Convert the records starting with the line with "Step 1: review the image. Step 2: locate dark vest." and going on through the line with "[492,217,517,253]" into a JSON list of strings, one string per line, with blank lines left out.

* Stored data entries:
--- START ---

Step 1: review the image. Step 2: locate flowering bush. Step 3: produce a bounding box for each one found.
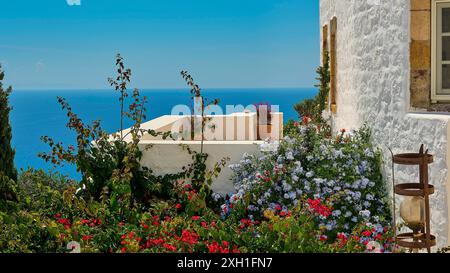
[222,118,390,240]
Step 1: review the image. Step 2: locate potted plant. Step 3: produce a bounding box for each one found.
[255,102,272,139]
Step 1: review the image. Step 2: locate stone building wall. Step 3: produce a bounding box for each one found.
[320,0,450,247]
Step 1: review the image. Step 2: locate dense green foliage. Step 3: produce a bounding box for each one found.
[0,66,17,200]
[0,56,395,253]
[294,52,330,123]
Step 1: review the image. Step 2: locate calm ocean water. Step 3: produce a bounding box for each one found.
[7,88,317,179]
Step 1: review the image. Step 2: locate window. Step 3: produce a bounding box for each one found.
[431,0,450,102]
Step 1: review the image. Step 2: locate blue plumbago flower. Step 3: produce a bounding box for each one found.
[364,148,374,157]
[285,152,294,160]
[223,125,390,235]
[289,191,297,200]
[366,193,375,201]
[212,193,222,202]
[282,181,292,192]
[332,210,342,217]
[359,210,370,218]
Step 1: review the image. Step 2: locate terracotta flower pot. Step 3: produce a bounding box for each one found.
[258,124,272,140]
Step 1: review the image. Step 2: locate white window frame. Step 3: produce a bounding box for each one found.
[431,0,450,102]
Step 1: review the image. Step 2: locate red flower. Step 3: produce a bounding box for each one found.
[302,116,310,125]
[163,244,177,252]
[181,229,199,245]
[208,242,220,253]
[233,245,241,254]
[308,199,332,218]
[82,234,94,241]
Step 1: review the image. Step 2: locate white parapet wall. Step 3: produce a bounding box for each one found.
[140,140,263,194]
[119,112,283,194]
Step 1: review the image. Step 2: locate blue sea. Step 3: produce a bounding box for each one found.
[7,88,317,179]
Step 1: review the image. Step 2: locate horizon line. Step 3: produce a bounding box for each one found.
[13,86,317,92]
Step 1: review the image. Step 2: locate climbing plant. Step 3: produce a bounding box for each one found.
[0,66,17,200]
[294,51,330,123]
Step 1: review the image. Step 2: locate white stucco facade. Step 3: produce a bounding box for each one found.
[320,0,450,247]
[119,112,283,194]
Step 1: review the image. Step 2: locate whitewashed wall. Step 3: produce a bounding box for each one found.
[320,0,450,247]
[139,140,264,194]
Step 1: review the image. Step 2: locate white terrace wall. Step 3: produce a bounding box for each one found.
[139,140,264,194]
[320,0,449,247]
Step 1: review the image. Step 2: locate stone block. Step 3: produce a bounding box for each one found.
[410,41,431,70]
[411,0,431,10]
[410,70,431,108]
[411,11,431,41]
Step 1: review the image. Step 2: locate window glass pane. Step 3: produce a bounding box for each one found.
[442,36,450,61]
[442,64,450,89]
[442,8,450,33]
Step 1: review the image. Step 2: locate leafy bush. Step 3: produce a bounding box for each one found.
[222,120,390,243]
[294,51,330,123]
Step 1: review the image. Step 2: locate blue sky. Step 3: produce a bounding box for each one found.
[0,0,320,89]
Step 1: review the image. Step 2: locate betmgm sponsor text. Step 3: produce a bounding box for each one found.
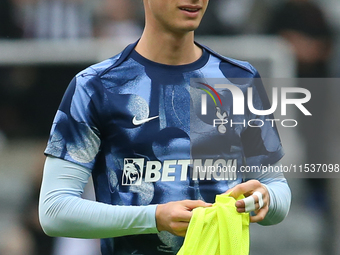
[122,158,237,185]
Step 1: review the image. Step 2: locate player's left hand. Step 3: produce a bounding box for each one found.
[226,180,270,222]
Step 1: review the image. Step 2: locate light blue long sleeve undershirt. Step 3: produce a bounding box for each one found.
[39,156,291,238]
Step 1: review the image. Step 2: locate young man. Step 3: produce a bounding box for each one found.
[39,0,290,255]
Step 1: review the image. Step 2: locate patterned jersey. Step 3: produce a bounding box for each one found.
[45,41,283,255]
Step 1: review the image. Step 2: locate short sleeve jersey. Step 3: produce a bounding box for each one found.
[45,40,283,255]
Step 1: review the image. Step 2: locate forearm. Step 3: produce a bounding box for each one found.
[259,180,291,225]
[39,157,158,238]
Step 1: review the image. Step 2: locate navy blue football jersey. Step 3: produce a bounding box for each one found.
[45,41,283,255]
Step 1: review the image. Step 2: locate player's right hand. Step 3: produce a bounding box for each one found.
[156,200,212,237]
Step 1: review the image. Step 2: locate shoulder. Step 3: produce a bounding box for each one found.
[197,43,258,76]
[76,42,137,79]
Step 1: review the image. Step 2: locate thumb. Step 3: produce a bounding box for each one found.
[182,200,212,211]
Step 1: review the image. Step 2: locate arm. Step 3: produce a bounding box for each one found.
[39,157,158,238]
[39,157,209,238]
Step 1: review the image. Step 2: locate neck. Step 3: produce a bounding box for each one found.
[135,27,202,65]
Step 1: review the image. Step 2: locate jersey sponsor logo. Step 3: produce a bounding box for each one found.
[122,158,237,186]
[122,158,144,185]
[132,116,159,126]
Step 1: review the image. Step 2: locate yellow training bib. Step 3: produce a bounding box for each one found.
[177,194,249,255]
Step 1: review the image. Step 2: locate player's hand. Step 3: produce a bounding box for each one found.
[226,180,270,222]
[156,200,211,236]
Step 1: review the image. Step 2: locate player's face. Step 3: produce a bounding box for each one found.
[144,0,209,33]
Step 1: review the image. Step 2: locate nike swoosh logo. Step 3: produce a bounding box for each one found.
[132,116,159,126]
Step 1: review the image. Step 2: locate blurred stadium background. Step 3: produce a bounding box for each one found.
[0,0,340,255]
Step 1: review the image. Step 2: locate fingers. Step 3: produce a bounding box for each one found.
[226,180,262,199]
[226,180,270,222]
[235,191,265,213]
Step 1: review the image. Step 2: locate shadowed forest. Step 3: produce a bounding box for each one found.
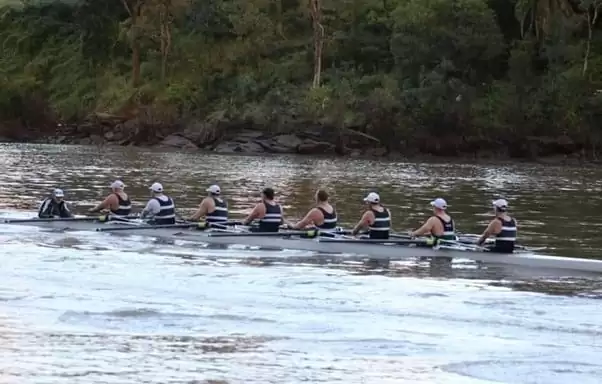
[0,0,602,157]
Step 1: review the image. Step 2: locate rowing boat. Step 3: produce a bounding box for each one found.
[5,216,602,273]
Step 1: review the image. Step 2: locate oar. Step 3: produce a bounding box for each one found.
[2,215,138,224]
[96,221,238,232]
[208,229,322,238]
[320,237,427,245]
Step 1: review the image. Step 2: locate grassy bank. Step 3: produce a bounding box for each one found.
[0,0,602,157]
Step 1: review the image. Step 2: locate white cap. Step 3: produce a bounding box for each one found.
[491,199,508,209]
[111,180,125,189]
[149,183,163,193]
[364,192,380,203]
[431,197,447,209]
[206,184,221,195]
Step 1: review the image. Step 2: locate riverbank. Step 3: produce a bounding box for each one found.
[0,113,598,165]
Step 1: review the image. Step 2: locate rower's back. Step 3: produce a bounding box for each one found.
[432,212,457,241]
[368,205,391,240]
[152,194,176,225]
[205,196,228,224]
[491,215,517,253]
[109,191,132,219]
[257,200,282,232]
[316,203,338,230]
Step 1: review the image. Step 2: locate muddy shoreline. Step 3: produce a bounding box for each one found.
[0,114,602,166]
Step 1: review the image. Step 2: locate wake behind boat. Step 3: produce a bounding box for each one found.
[4,216,602,273]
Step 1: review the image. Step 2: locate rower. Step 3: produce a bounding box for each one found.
[242,188,283,232]
[38,188,73,219]
[410,197,457,241]
[140,183,176,225]
[88,180,132,220]
[288,189,337,231]
[477,199,517,253]
[188,184,228,224]
[351,192,391,240]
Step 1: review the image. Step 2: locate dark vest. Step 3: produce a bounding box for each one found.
[257,201,282,232]
[152,197,176,225]
[38,197,71,219]
[369,207,391,239]
[109,193,132,219]
[205,197,228,223]
[434,216,457,241]
[316,207,337,230]
[492,217,517,253]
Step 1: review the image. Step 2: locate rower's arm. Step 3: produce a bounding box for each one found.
[351,211,374,236]
[292,208,319,229]
[89,194,119,213]
[188,199,209,221]
[477,220,502,245]
[411,217,434,237]
[242,203,265,225]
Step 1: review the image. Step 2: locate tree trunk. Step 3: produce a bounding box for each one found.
[309,0,324,88]
[582,1,600,76]
[121,0,144,87]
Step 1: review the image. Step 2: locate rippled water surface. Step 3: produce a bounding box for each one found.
[0,145,602,384]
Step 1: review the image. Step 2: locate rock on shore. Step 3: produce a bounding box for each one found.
[42,114,387,155]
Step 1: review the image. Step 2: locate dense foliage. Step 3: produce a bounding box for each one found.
[0,0,602,155]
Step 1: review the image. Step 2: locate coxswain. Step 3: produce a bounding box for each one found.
[351,192,391,239]
[140,183,176,225]
[289,189,337,231]
[38,188,73,219]
[242,188,283,232]
[188,184,228,224]
[477,199,517,253]
[410,198,457,241]
[88,180,132,220]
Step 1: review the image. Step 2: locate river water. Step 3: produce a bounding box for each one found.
[0,144,602,384]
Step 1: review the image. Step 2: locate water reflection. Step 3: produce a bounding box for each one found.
[0,145,602,257]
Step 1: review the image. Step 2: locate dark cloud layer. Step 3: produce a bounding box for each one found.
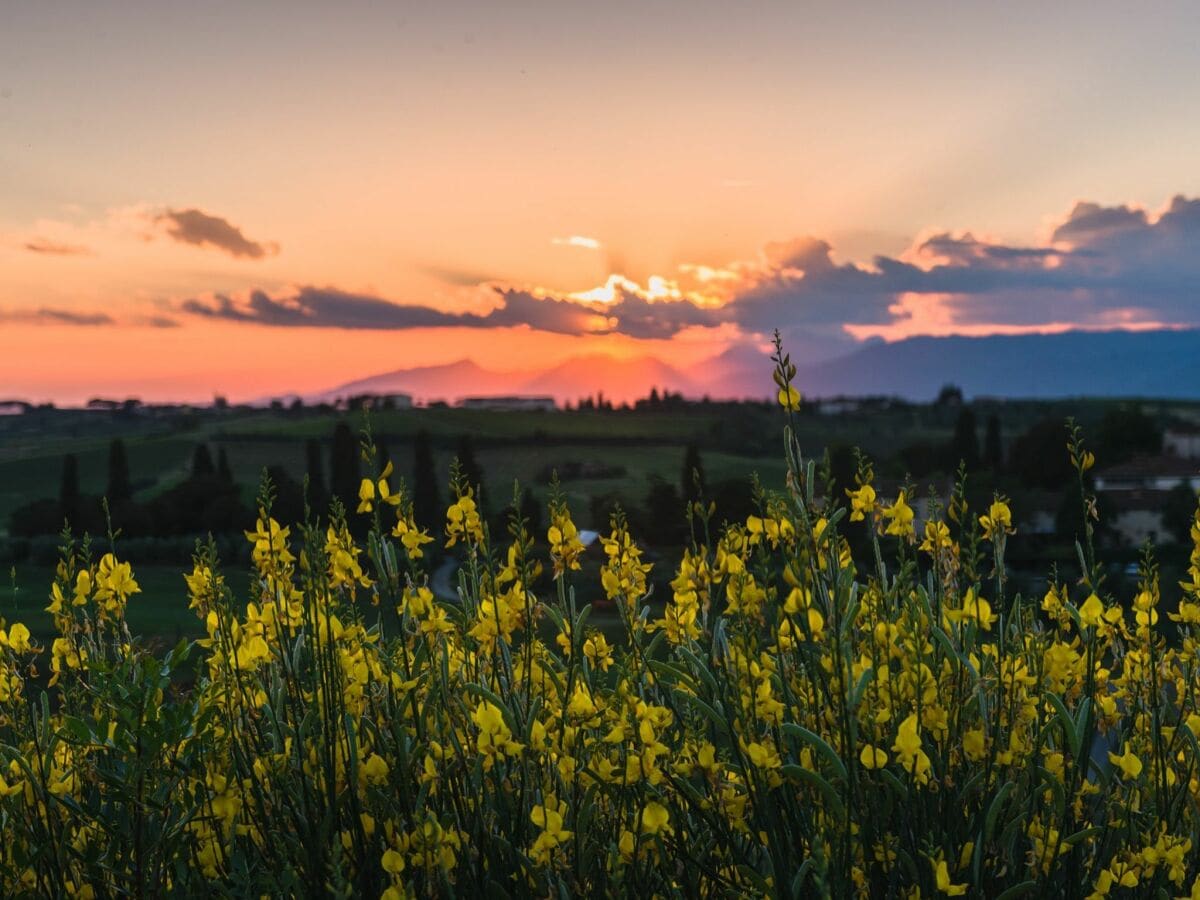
[0,306,114,325]
[174,197,1200,338]
[158,209,280,259]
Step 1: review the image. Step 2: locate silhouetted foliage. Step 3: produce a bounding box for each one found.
[948,407,979,472]
[266,466,304,522]
[643,475,686,544]
[828,444,864,504]
[455,434,484,500]
[712,478,755,526]
[934,384,962,407]
[902,440,950,482]
[1008,419,1074,491]
[304,438,329,510]
[329,422,362,511]
[59,454,79,526]
[217,446,233,485]
[679,444,707,503]
[413,428,443,534]
[983,413,1004,472]
[1096,403,1163,466]
[192,444,217,478]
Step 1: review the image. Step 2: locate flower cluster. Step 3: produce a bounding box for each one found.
[0,370,1200,900]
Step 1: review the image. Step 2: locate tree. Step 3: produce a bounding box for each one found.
[983,413,1004,472]
[456,434,484,500]
[304,438,326,506]
[192,444,217,478]
[217,446,233,485]
[646,475,684,546]
[104,438,133,506]
[679,444,706,503]
[934,384,962,407]
[1008,419,1075,491]
[828,444,859,504]
[413,428,442,532]
[59,454,79,528]
[1096,403,1163,466]
[329,422,362,512]
[948,407,979,470]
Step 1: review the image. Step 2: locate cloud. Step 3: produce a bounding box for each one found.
[178,197,1200,347]
[25,238,91,257]
[0,306,113,325]
[156,209,280,259]
[550,234,601,250]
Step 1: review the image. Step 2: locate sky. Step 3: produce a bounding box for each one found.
[0,0,1200,403]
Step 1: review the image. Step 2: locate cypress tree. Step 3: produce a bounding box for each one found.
[59,454,79,526]
[192,444,216,478]
[457,434,484,499]
[679,444,706,503]
[329,422,362,512]
[983,413,1004,472]
[949,407,979,469]
[217,446,233,486]
[304,438,325,496]
[413,428,442,533]
[104,438,133,506]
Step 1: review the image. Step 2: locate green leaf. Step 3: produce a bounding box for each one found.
[996,881,1038,900]
[983,781,1016,842]
[780,763,846,820]
[1043,691,1081,760]
[782,722,846,781]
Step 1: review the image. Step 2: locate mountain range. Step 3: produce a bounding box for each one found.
[312,330,1200,403]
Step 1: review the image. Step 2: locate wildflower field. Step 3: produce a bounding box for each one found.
[0,340,1200,899]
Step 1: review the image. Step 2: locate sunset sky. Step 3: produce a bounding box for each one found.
[0,0,1200,403]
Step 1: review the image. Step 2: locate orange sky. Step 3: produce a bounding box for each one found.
[0,0,1200,402]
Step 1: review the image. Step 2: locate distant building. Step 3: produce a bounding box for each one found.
[1013,491,1062,534]
[1105,491,1170,547]
[1163,422,1200,460]
[458,397,558,412]
[1096,455,1200,493]
[817,397,863,415]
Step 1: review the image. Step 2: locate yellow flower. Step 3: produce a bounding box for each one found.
[779,385,800,413]
[1109,744,1141,779]
[642,802,671,834]
[883,491,916,539]
[929,859,967,896]
[1079,594,1104,628]
[858,744,888,769]
[979,499,1014,540]
[0,622,30,653]
[846,485,875,522]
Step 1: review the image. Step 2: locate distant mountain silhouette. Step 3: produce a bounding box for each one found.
[521,354,704,403]
[316,359,538,401]
[319,330,1200,403]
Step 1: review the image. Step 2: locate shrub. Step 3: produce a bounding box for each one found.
[0,340,1200,898]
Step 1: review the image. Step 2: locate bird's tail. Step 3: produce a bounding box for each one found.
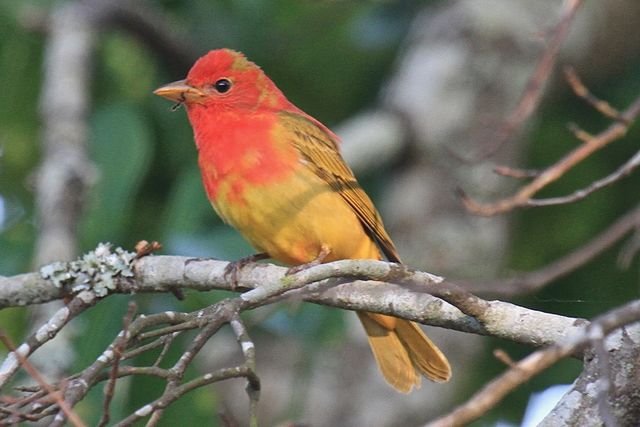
[358,312,451,393]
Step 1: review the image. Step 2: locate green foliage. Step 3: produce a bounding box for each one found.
[0,0,640,425]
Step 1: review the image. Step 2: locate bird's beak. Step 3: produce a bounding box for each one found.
[153,80,207,103]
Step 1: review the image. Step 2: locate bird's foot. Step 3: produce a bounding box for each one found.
[224,252,269,291]
[287,243,331,276]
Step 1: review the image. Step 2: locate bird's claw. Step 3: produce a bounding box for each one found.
[224,253,269,291]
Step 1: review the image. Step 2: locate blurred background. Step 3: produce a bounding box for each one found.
[0,0,640,426]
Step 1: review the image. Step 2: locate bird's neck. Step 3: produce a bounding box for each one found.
[188,108,298,201]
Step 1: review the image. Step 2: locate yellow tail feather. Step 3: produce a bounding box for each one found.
[358,312,451,393]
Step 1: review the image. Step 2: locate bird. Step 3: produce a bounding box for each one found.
[154,49,451,393]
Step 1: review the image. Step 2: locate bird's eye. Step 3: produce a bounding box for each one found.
[213,79,231,93]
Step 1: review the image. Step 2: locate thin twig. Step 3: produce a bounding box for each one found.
[462,93,640,216]
[475,0,582,161]
[230,316,260,427]
[425,300,640,427]
[523,151,640,207]
[564,66,624,120]
[98,301,137,427]
[0,329,86,427]
[589,324,618,427]
[462,205,640,297]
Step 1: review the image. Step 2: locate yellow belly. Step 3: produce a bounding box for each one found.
[214,164,380,265]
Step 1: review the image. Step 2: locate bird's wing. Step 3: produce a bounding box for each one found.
[279,112,400,262]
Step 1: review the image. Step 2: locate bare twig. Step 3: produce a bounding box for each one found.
[493,166,540,179]
[426,301,640,427]
[589,324,618,427]
[463,202,640,297]
[475,0,582,161]
[0,330,85,427]
[523,151,640,207]
[231,316,260,427]
[98,301,137,427]
[564,67,624,120]
[0,291,97,387]
[462,92,640,216]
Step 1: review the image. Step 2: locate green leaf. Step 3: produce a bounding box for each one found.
[83,103,152,245]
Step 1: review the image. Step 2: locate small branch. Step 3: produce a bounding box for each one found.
[523,151,640,207]
[115,367,248,427]
[589,324,618,427]
[98,301,137,427]
[426,300,640,427]
[493,166,541,179]
[0,291,97,388]
[462,92,640,216]
[231,316,260,427]
[564,67,624,120]
[0,330,86,427]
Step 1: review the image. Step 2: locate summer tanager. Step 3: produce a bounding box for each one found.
[154,49,451,393]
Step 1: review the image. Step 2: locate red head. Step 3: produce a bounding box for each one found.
[154,49,297,111]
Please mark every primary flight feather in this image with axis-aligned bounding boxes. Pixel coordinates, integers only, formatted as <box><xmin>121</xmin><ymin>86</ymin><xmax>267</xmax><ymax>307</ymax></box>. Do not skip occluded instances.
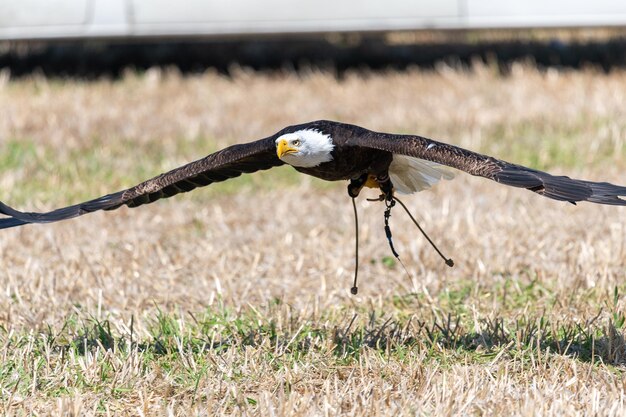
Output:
<box><xmin>0</xmin><ymin>120</ymin><xmax>626</xmax><ymax>228</ymax></box>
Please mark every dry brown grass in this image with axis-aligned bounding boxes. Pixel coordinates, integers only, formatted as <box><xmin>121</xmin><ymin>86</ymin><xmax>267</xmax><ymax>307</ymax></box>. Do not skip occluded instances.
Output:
<box><xmin>0</xmin><ymin>65</ymin><xmax>626</xmax><ymax>415</ymax></box>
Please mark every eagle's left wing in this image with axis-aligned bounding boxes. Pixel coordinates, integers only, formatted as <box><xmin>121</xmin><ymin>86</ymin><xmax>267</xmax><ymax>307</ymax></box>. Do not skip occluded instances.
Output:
<box><xmin>0</xmin><ymin>136</ymin><xmax>283</xmax><ymax>229</ymax></box>
<box><xmin>351</xmin><ymin>132</ymin><xmax>626</xmax><ymax>206</ymax></box>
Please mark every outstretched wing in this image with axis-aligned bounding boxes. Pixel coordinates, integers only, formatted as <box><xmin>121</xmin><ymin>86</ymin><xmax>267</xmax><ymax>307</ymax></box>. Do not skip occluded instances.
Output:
<box><xmin>0</xmin><ymin>137</ymin><xmax>283</xmax><ymax>229</ymax></box>
<box><xmin>353</xmin><ymin>132</ymin><xmax>626</xmax><ymax>206</ymax></box>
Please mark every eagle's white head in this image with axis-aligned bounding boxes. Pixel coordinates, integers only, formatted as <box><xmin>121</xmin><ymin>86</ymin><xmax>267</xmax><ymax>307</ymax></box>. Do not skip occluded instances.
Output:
<box><xmin>276</xmin><ymin>129</ymin><xmax>335</xmax><ymax>168</ymax></box>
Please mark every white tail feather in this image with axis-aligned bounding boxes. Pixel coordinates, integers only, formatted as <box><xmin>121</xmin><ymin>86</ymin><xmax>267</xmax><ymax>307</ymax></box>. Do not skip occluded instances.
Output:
<box><xmin>389</xmin><ymin>155</ymin><xmax>454</xmax><ymax>194</ymax></box>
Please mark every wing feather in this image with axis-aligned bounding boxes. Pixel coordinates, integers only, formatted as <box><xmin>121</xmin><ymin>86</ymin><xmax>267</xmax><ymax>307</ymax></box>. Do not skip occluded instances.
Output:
<box><xmin>0</xmin><ymin>136</ymin><xmax>283</xmax><ymax>229</ymax></box>
<box><xmin>353</xmin><ymin>132</ymin><xmax>626</xmax><ymax>206</ymax></box>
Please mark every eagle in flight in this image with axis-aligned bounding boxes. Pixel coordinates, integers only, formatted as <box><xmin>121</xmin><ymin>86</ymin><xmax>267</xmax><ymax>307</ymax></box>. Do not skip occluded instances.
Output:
<box><xmin>0</xmin><ymin>120</ymin><xmax>626</xmax><ymax>229</ymax></box>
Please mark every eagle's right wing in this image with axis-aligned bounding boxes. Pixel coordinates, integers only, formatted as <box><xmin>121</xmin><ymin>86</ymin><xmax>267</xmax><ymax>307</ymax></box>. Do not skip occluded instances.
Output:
<box><xmin>0</xmin><ymin>136</ymin><xmax>283</xmax><ymax>229</ymax></box>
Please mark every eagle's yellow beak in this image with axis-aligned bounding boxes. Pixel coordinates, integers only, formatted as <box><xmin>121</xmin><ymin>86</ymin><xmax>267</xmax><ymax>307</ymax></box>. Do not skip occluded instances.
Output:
<box><xmin>276</xmin><ymin>139</ymin><xmax>298</xmax><ymax>158</ymax></box>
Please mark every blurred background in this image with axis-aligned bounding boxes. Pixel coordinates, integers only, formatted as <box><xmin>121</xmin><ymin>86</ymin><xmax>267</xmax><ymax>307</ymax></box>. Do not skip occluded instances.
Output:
<box><xmin>0</xmin><ymin>0</ymin><xmax>626</xmax><ymax>77</ymax></box>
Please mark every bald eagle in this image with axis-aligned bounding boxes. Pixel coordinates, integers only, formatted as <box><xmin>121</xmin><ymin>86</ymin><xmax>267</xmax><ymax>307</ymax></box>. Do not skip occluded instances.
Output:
<box><xmin>0</xmin><ymin>120</ymin><xmax>626</xmax><ymax>228</ymax></box>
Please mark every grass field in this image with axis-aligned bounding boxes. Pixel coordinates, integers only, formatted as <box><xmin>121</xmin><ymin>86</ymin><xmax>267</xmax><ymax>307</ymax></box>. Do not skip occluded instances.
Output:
<box><xmin>0</xmin><ymin>64</ymin><xmax>626</xmax><ymax>416</ymax></box>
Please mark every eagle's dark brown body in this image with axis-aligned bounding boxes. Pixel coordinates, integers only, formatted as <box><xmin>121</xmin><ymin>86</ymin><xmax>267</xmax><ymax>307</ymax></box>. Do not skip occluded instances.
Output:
<box><xmin>0</xmin><ymin>120</ymin><xmax>626</xmax><ymax>228</ymax></box>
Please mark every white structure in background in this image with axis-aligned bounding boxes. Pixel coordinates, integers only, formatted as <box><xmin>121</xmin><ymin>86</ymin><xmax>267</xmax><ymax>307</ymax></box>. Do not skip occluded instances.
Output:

--- END ---

* Answer to this problem:
[
  "Step 1: review the image. Step 2: locate dark vest. Step 3: produce a bounding box for each one found.",
  "[257,201,282,232]",
  "[152,197,176,225]",
  "[38,197,71,219]",
  "[369,207,391,239]",
  "[109,193,132,219]",
  "[205,197,228,223]",
  "[434,216,457,241]",
  "[316,207,337,230]",
  "[492,217,517,253]"
]